### GIVEN REQUEST
Reproduce the records verbatim, from the line containing "For this evaluation, locate the tree line" through the end of the records, including both that line and the last one.

### Data lines
--- --- ---
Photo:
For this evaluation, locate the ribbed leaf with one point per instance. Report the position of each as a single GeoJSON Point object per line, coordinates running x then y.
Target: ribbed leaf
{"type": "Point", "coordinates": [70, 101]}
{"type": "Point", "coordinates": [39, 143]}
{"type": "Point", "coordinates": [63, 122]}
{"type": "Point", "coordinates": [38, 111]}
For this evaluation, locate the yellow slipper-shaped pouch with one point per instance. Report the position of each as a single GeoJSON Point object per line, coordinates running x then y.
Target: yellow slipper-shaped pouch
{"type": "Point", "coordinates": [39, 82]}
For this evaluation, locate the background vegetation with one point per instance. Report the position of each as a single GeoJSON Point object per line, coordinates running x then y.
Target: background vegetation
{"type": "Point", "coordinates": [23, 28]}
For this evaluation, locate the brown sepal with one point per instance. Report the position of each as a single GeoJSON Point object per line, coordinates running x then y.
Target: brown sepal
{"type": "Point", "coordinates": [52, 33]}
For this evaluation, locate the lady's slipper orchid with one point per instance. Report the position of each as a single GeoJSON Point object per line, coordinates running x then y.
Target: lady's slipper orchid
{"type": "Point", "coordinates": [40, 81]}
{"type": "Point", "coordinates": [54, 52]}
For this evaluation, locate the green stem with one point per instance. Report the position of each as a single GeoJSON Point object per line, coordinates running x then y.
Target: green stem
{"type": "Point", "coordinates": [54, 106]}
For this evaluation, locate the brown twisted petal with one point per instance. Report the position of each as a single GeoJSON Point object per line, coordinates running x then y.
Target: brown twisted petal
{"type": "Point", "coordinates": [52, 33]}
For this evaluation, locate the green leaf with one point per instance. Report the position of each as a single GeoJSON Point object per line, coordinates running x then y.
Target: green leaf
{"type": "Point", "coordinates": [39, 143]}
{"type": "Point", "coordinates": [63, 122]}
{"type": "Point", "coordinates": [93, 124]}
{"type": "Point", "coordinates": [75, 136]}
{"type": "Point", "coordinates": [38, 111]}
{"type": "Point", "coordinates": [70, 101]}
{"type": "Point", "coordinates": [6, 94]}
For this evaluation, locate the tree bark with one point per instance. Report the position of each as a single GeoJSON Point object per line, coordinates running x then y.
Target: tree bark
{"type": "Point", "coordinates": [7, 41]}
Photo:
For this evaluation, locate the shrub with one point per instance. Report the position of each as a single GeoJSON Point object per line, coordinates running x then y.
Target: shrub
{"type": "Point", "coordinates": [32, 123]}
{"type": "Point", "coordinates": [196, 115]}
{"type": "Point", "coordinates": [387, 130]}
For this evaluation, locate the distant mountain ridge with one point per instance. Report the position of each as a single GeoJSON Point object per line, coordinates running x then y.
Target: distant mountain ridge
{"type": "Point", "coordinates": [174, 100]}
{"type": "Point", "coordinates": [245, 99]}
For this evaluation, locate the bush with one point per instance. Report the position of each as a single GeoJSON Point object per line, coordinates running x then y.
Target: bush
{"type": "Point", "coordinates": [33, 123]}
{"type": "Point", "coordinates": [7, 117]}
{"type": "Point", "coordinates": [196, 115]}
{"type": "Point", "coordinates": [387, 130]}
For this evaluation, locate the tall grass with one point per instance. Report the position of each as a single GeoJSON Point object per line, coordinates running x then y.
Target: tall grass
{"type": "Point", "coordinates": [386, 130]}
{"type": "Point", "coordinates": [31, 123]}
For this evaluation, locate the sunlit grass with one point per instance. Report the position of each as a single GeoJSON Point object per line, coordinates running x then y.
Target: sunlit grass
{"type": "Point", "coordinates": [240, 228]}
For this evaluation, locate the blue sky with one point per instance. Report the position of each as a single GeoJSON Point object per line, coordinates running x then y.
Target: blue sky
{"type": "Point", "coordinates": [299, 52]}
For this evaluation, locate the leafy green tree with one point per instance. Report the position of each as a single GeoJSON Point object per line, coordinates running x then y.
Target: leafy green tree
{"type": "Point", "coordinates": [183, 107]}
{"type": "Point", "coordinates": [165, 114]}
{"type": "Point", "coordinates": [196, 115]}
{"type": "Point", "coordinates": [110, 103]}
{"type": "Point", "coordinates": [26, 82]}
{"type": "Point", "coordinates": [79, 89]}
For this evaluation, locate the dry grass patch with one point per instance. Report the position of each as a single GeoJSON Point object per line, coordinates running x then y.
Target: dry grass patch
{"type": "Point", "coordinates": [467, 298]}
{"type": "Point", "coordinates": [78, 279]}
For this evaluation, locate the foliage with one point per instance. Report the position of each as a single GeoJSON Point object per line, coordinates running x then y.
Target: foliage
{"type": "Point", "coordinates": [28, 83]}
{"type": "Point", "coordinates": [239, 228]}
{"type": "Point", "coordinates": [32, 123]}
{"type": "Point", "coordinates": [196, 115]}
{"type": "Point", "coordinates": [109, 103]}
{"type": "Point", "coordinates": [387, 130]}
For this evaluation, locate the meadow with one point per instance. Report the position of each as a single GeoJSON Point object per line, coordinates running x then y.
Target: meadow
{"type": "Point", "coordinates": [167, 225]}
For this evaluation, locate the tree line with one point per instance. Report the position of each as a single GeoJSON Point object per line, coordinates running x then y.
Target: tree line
--- --- ---
### OUTPUT OF THE EXERCISE
For this evaluation, locate the tree line with one point per instance. Report the position of each as a single GeoJSON Point object per line, coordinates running x then y.
Target: tree line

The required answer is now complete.